PROBLEM TO SOLVE:
Reproduce word for word everything from the start of the data down to and including the line containing "Give the outline of every instance of the man".

─── ENTRIES SHOWN

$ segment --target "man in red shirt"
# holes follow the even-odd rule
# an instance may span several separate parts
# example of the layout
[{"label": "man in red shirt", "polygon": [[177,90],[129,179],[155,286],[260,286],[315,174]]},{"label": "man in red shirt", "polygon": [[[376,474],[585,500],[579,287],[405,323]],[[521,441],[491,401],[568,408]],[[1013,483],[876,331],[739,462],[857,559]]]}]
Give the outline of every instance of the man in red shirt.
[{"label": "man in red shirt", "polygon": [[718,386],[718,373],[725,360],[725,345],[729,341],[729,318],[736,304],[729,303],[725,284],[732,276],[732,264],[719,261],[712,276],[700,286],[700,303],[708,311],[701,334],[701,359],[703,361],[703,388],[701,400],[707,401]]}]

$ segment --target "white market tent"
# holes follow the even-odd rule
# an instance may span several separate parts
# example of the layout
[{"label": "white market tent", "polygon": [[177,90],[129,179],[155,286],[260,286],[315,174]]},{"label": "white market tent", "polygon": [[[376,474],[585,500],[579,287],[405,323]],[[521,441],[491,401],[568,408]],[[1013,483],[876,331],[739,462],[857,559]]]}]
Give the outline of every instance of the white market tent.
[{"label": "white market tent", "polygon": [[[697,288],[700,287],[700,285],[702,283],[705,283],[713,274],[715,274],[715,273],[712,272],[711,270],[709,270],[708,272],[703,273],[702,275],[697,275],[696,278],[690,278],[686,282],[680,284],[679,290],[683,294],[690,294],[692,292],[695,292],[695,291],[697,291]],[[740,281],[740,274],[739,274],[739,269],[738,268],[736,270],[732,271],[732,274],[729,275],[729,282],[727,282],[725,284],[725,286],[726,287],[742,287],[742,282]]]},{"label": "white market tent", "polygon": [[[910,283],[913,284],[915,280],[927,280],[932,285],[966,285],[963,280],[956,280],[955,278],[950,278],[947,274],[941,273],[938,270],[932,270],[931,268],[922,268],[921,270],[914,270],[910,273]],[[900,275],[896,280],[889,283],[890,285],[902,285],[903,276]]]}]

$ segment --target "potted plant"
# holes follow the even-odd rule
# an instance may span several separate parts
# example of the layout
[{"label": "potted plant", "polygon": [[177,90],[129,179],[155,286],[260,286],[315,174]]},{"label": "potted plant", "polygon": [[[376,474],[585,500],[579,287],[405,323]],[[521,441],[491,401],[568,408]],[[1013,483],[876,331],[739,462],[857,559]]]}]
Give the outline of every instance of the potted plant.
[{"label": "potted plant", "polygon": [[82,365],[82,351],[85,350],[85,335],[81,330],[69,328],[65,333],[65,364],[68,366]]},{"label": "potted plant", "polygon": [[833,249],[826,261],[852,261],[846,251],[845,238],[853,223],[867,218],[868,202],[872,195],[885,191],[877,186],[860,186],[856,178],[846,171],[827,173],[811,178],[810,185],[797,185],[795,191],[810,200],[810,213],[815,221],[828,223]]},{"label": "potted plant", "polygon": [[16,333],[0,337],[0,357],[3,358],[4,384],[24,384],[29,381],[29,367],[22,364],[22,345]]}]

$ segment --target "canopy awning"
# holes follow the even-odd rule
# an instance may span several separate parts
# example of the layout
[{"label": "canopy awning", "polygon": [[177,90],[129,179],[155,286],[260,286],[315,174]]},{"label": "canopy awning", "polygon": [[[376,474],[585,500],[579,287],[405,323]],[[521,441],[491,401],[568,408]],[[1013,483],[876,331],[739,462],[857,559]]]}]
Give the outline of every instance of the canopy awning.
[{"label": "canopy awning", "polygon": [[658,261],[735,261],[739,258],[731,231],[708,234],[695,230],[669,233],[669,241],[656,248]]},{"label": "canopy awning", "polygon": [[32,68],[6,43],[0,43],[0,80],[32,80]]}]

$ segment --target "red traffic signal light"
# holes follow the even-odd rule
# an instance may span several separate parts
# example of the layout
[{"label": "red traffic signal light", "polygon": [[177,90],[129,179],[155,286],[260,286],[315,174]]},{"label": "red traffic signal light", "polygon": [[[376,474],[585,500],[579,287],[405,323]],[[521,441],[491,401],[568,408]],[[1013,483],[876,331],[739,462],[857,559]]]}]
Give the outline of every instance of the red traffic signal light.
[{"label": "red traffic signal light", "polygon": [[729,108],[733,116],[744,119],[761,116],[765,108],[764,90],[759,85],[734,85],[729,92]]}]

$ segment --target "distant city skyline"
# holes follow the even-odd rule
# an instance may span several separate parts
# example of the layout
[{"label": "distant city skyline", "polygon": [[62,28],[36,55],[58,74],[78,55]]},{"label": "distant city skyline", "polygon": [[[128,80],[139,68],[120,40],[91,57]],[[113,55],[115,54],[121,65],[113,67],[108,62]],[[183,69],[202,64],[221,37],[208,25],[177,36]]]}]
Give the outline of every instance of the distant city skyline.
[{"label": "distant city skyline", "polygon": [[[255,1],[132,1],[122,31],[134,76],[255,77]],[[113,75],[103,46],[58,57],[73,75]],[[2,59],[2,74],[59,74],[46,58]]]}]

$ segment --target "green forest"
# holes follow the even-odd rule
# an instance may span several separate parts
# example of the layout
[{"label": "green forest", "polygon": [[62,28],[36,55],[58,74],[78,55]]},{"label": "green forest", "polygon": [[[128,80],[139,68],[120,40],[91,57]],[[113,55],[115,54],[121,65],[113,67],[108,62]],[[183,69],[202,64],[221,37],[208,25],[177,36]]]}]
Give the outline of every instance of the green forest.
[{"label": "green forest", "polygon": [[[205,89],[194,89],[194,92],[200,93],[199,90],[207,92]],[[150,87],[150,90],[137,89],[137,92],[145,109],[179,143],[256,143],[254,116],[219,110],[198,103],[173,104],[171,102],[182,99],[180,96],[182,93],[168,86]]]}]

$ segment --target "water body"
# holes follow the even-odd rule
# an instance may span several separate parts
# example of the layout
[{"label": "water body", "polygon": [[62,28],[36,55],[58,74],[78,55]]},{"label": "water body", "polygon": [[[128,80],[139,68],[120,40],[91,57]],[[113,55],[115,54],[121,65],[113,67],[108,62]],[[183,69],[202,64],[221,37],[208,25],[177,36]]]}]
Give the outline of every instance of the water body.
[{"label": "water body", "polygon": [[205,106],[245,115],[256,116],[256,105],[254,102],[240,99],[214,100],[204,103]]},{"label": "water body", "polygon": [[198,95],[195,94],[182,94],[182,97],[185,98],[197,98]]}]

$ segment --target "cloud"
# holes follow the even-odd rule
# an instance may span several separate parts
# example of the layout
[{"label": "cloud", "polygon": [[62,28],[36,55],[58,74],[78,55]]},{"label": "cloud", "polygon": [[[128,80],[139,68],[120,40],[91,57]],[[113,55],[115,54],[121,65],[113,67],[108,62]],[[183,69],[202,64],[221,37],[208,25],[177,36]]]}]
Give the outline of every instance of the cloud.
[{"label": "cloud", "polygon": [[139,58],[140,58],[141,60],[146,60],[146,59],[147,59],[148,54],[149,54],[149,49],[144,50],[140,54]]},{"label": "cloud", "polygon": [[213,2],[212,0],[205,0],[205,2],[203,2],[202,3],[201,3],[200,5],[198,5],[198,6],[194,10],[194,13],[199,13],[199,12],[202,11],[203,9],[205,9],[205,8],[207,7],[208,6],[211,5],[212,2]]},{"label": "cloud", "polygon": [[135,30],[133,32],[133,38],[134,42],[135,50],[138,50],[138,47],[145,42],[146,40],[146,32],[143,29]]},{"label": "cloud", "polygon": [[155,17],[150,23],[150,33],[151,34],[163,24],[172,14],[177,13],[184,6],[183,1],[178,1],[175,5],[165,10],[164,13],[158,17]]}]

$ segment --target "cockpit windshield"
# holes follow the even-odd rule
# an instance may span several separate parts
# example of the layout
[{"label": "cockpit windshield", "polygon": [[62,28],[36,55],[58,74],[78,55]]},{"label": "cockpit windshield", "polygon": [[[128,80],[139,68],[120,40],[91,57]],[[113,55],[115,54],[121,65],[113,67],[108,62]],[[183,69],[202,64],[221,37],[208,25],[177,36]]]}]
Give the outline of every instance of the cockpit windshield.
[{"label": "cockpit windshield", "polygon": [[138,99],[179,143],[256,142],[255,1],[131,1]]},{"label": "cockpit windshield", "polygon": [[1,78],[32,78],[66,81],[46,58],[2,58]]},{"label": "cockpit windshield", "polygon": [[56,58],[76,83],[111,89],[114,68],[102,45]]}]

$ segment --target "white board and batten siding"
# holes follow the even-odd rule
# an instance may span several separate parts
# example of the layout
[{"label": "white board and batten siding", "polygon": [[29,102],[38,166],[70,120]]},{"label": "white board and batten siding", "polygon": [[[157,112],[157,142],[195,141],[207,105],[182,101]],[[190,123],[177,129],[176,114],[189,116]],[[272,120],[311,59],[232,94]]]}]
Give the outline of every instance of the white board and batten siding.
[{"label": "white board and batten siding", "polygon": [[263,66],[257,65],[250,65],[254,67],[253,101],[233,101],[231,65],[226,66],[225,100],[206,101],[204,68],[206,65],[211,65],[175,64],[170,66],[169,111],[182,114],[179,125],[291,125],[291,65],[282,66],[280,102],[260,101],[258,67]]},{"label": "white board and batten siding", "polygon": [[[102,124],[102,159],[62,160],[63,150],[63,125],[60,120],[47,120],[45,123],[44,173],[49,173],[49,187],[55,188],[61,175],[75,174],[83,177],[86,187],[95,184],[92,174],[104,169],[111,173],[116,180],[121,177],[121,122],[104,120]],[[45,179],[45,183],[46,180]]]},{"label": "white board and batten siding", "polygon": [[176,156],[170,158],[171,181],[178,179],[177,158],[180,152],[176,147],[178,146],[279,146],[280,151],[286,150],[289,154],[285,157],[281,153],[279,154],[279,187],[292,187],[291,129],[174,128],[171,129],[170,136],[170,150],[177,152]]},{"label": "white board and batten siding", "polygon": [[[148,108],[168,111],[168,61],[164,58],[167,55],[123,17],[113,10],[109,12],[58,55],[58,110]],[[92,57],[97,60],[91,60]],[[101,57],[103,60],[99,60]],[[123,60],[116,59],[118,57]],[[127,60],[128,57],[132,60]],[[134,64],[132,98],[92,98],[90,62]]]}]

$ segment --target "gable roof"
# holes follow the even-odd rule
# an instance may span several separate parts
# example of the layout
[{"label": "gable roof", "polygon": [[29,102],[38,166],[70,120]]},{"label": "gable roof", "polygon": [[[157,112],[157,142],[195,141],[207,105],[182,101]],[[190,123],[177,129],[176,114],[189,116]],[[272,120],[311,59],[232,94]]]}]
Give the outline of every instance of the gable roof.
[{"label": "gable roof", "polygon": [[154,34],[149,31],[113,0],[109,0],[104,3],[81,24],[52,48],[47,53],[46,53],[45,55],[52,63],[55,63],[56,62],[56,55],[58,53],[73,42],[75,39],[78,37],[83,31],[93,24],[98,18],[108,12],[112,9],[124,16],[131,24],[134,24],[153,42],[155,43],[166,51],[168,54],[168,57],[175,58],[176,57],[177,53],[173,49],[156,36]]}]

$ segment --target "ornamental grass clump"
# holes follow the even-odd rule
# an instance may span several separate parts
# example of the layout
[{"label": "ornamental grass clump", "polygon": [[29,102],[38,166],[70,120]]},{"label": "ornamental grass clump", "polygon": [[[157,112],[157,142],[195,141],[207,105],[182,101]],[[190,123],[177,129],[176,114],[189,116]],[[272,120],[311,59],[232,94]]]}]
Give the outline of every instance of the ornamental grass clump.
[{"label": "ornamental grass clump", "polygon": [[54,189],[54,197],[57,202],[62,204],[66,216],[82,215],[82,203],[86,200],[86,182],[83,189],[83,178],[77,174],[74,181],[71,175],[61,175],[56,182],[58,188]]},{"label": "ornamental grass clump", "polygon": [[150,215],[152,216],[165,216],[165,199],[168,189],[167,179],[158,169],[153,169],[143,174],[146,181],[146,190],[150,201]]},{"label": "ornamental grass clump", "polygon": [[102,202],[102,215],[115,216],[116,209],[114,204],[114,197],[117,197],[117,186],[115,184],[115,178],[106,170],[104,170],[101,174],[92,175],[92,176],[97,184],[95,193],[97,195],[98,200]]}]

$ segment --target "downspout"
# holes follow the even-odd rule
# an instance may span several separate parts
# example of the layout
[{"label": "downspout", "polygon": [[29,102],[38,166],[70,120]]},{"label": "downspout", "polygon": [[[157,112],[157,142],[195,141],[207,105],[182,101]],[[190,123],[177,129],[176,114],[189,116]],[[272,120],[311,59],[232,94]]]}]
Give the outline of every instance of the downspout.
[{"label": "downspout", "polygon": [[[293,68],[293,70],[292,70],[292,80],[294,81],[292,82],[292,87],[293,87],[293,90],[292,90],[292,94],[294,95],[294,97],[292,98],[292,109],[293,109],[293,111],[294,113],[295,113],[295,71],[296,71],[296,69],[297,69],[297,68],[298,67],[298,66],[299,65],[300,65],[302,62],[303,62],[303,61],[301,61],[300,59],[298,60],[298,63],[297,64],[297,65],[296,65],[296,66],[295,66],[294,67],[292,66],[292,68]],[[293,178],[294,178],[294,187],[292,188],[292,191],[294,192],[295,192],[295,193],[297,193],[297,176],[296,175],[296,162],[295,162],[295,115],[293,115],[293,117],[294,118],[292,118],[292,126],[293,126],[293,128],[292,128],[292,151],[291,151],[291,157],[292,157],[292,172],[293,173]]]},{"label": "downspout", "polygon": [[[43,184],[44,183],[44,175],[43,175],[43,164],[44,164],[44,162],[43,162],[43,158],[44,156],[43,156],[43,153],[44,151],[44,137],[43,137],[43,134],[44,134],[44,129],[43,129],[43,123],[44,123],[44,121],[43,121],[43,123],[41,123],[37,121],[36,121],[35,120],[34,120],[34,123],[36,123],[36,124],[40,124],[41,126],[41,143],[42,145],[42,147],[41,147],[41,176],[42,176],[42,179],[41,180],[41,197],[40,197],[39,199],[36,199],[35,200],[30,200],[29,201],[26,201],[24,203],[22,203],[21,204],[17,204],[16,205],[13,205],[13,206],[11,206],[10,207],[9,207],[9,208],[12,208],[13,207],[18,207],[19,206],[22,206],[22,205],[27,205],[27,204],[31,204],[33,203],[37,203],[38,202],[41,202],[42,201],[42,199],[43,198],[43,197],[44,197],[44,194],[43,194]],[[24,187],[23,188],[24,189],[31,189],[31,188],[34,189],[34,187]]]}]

──────

TASK RESULT:
$ segment --target "man in red shirt"
# holes follow the even-odd rule
# an instance may span several separate parts
# example of the layout
[{"label": "man in red shirt", "polygon": [[177,90],[129,179],[155,286],[260,286],[315,174]]},{"label": "man in red shirt", "polygon": [[[376,474],[585,500],[579,287],[405,323]],[[521,441],[491,401],[568,408]],[[1013,483],[876,331],[739,462],[857,559]]]}]
Give the outline of every instance of the man in red shirt.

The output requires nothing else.